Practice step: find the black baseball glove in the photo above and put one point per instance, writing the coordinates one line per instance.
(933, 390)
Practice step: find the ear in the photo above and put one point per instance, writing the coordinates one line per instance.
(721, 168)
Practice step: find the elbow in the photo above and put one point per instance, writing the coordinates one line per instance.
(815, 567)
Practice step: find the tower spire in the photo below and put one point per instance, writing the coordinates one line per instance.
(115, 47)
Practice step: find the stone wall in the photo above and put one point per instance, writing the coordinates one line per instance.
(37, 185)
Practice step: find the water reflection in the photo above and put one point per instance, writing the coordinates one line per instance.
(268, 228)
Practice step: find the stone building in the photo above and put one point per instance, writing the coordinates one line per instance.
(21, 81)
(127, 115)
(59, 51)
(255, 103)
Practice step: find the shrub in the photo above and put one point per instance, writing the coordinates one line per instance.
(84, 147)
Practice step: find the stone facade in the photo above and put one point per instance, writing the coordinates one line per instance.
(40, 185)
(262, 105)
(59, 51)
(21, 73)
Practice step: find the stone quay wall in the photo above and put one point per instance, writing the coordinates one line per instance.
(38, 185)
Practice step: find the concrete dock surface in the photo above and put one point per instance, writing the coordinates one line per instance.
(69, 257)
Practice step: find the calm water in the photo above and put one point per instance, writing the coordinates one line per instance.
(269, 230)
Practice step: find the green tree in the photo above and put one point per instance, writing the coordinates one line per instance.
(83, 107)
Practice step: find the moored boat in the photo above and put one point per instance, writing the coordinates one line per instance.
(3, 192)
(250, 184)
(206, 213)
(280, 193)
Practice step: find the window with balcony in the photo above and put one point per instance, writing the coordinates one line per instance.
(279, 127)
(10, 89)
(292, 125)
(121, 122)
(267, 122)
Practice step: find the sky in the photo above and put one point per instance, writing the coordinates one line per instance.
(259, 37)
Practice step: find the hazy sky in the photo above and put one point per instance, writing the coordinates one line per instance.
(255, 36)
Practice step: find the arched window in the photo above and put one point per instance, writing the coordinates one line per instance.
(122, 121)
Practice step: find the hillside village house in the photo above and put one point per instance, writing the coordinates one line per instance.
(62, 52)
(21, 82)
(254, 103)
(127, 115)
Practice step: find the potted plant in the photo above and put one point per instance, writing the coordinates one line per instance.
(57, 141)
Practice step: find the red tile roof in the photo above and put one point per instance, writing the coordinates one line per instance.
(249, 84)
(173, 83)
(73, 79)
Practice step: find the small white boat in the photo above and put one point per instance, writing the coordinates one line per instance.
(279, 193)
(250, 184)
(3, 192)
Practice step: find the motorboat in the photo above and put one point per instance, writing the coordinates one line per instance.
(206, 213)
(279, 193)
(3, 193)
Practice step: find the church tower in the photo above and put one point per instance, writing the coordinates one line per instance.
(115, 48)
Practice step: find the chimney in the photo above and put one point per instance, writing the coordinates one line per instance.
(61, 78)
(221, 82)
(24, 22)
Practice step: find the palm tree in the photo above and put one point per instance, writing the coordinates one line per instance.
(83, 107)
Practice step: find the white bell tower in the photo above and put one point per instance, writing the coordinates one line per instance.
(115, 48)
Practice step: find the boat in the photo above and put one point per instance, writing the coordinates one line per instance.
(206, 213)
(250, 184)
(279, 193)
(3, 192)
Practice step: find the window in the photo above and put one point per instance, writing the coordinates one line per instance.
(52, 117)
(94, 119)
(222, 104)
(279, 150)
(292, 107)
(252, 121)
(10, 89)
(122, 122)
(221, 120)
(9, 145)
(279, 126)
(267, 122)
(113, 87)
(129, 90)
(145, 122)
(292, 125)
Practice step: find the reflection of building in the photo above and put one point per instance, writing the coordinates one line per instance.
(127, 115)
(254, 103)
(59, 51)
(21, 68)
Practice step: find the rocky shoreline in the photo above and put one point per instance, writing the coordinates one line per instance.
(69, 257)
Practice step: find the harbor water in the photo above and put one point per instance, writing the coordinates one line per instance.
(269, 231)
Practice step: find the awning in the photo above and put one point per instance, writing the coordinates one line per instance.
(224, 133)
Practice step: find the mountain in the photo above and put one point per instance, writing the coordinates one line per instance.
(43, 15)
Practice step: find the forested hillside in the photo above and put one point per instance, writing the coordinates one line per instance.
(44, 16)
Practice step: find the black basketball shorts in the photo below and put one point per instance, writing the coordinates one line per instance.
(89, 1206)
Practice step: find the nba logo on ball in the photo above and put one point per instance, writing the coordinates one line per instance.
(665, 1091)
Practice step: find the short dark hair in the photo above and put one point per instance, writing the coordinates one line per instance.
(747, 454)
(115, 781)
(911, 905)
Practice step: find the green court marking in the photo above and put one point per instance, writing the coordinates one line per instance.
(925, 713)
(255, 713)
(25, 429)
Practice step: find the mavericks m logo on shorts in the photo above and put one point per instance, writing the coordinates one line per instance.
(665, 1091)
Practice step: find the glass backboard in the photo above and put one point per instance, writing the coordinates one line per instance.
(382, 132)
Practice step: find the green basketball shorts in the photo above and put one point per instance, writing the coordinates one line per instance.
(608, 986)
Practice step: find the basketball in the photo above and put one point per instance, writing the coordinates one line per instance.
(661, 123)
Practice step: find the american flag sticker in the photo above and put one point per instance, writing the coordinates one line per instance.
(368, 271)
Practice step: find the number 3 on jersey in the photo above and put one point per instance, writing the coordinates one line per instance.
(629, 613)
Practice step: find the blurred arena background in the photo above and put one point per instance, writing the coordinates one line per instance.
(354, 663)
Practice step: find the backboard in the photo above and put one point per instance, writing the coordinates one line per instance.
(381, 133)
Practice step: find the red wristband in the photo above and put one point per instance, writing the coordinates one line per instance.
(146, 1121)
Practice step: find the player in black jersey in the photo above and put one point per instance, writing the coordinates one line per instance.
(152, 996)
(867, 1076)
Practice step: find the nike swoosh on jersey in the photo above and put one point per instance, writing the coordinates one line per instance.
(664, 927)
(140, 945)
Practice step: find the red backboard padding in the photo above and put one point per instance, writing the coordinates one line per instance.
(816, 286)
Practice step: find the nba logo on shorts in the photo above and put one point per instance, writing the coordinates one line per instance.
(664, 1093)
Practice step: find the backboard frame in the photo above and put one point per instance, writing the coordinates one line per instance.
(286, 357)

--------------------------------

• The request:
Give all of the entries again, word for word.

• Response to the exercise:
Practice step: find the black baseball glove in the photo above and put one point per instance, writing the coordinates one line per instance.
(933, 390)
Practice step: find the ear in the photo above and put one point per instance, writing the coordinates one line per instance.
(721, 168)
Practice step: find the elbow in the photo above and put one point per instance, writing the coordinates one line per instance.
(815, 567)
Practice step: find the tower spire in the photo below and put one point per instance, writing the coordinates one line per instance.
(115, 47)
Practice step: find the stone wall in the photo above and put one point per instance, writing the coordinates one line per instance.
(37, 185)
Practice step: find the water reflection in the photo above and put one point per instance, writing the coordinates one line per instance.
(268, 228)
Practice step: find the stone building in the photo above and put one point per instance, writing the coordinates one line per instance.
(21, 81)
(127, 115)
(59, 51)
(255, 103)
Practice step: find the shrub in the photo above and put one point per instance, writing the coordinates one line per instance.
(84, 147)
Practice step: find the stone facade in the photo above and put one point per instance, writing the coordinates one line per instance.
(40, 185)
(262, 105)
(59, 51)
(21, 73)
Practice step: find the stone quay wall in the photo above and put one point per instance, writing the coordinates one line per instance.
(38, 185)
Practice step: find the concrete dock surface in the photo above and put one point per instance, writing the coordinates one line per instance.
(69, 257)
Practice step: find the calm water in the photo above and put one point per instance, writing the coordinates one line per instance.
(269, 230)
Practice step: find the green tree in the photo above and put one point per instance, writing the coordinates one line per instance.
(83, 107)
Practice step: find the moored boat in the photo above and put one point per instance, writing the coordinates one line per instance.
(3, 192)
(250, 184)
(206, 213)
(280, 193)
Practice step: find the window with balcony in the photo above and put one point per instance, writing the coordinates one line per instance.
(279, 127)
(10, 89)
(292, 125)
(121, 122)
(267, 122)
Practice step: find the sky in the photo above and put one point per instance, writing the coordinates one line per instance.
(259, 37)
Practice step: find the hazy sky in the photo above and put one point per instance, writing the coordinates one line per instance.
(255, 36)
Practice step: find the arched window in the photo above and put one point per instance, writing the coordinates one line per instance.
(122, 121)
Practice step: find the hillside village house in the photo above and put one point per instance, writing the coordinates one line per instance.
(62, 52)
(21, 82)
(254, 103)
(127, 115)
Practice step: find the potted plant in the photo above and put one point per instance, writing the coordinates one line per instance.
(57, 141)
Practice step: find the red tile roof in the photo above and put one point per instance, writing the coordinates one line per instance.
(249, 84)
(173, 83)
(73, 79)
Practice step: find the small white boat in the photo above and put one point per instance, writing the coordinates one line per instance.
(279, 193)
(250, 184)
(3, 192)
Practice step: find the motorboat in the photo above and put one point per instance, writing the coordinates one line per instance.
(206, 213)
(279, 193)
(3, 193)
Practice step: find the church tower in the photo above and put one point per instance, writing the coordinates one line per instance.
(115, 48)
Practice step: find the chimney in the photo above and put one point per instance, writing the coordinates one line per instance.
(61, 78)
(221, 82)
(24, 22)
Practice step: find the palm tree in the photo above and put one point per instance, writing the coordinates one line per instance.
(83, 107)
Practice step: find the white bell tower in the photo above and put one point per instance, writing the coordinates one line per instance.
(115, 48)
Practice step: find the boat in the photo above and put one point per instance, writing the coordinates one line per instance.
(206, 213)
(250, 184)
(279, 193)
(3, 192)
Practice step: find the window in the photo above and put one point per instance, writing the coordinates one line per instance.
(52, 117)
(94, 119)
(222, 104)
(279, 150)
(292, 107)
(252, 121)
(10, 89)
(122, 122)
(221, 120)
(9, 145)
(279, 126)
(267, 122)
(113, 87)
(129, 90)
(145, 122)
(292, 125)
Practice step: find the reflection of building in the photo above and put one point per instance, writing the coordinates one line per instance.
(127, 115)
(254, 103)
(59, 51)
(21, 68)
Practice step: find the rocky shoreline in the photo above and put one point per instance, writing the coordinates one line per instance.
(69, 257)
Practice step: find the harbor water in the photo above and put one point per instance, writing the coordinates one line per instance.
(269, 231)
Practice step: find the awning in the photo above and put one point per instance, writing the coordinates one line per instance.
(224, 133)
Practice step: find the mountain in the photo above and put one point per instance, writing the coordinates one line per instance.
(43, 15)
Practice step: find the forested hillside in the photo above and put one point per instance, writing the coordinates one line per instance.
(44, 16)
Practice step: find the black basketball shorts in the photo below and put one point per instance, writing the coordinates one line per instance.
(89, 1206)
Practice step: find the nba logo on ball in the photo above and put one point per instance, writing the coordinates one line per instance.
(665, 1091)
Practice step: find the short dark hair in the photo above and put one point per instance, writing the coordinates one line per instance.
(747, 454)
(115, 781)
(911, 905)
Practice step: find the green court marking in the photo above and put one point per instance, writing the coordinates one line per instance.
(925, 713)
(255, 713)
(25, 429)
Practice step: find the mavericks m logo on shorts in the photo above and put one point per instance, writing the coordinates one line per instance.
(665, 1091)
Practice step: find the glass backboard in the photo above and put one point per instance, writing the coordinates one line per instance.
(382, 132)
Practice step: find the green basketball shorts in the photo above and put one point per instance, writing the coordinates one line per instance.
(608, 986)
Practice step: find the basketball in the photo above and put one point per instance, writing the coordinates one line per instance.
(661, 123)
Practice step: find the american flag sticker in the photo above and put one point per instance, writing the coordinates one line per instance.
(368, 271)
Practice step: find the number 3 on jersey in the photo above and put one point per instance, writing the coordinates one line per instance.
(629, 613)
Practice step: find the blurred arena background in the photo above and put one point per instance, writing the coordinates one line per instance.
(354, 663)
Practice step: find the backboard in the photo above and put one point per instance, writing the coordinates one line per instance.
(381, 133)
Practice step: find the red wristband in the photo above and put one point per instance, writing the coordinates one line per instance.
(146, 1121)
Practice step: find the player in black jersey in the photo above and put one point per instance, writing the coordinates one line per instance.
(152, 996)
(867, 1076)
Practice step: find the nike swoosh on jersey in the photo above and put one point per instance, writing the coordinates one line per instance.
(664, 927)
(140, 945)
Practice step: find the red backboard padding in the photo above and put one point per instance, writing the coordinates one line per instance.
(816, 286)
Practice step: find the nba logo on shorts in the photo above and put one point per instance, writing the coordinates one line per instance.
(664, 1093)
Practice step: find the backboard frame in the photo above and put one point per instance, writing the coordinates one line per instance.
(286, 357)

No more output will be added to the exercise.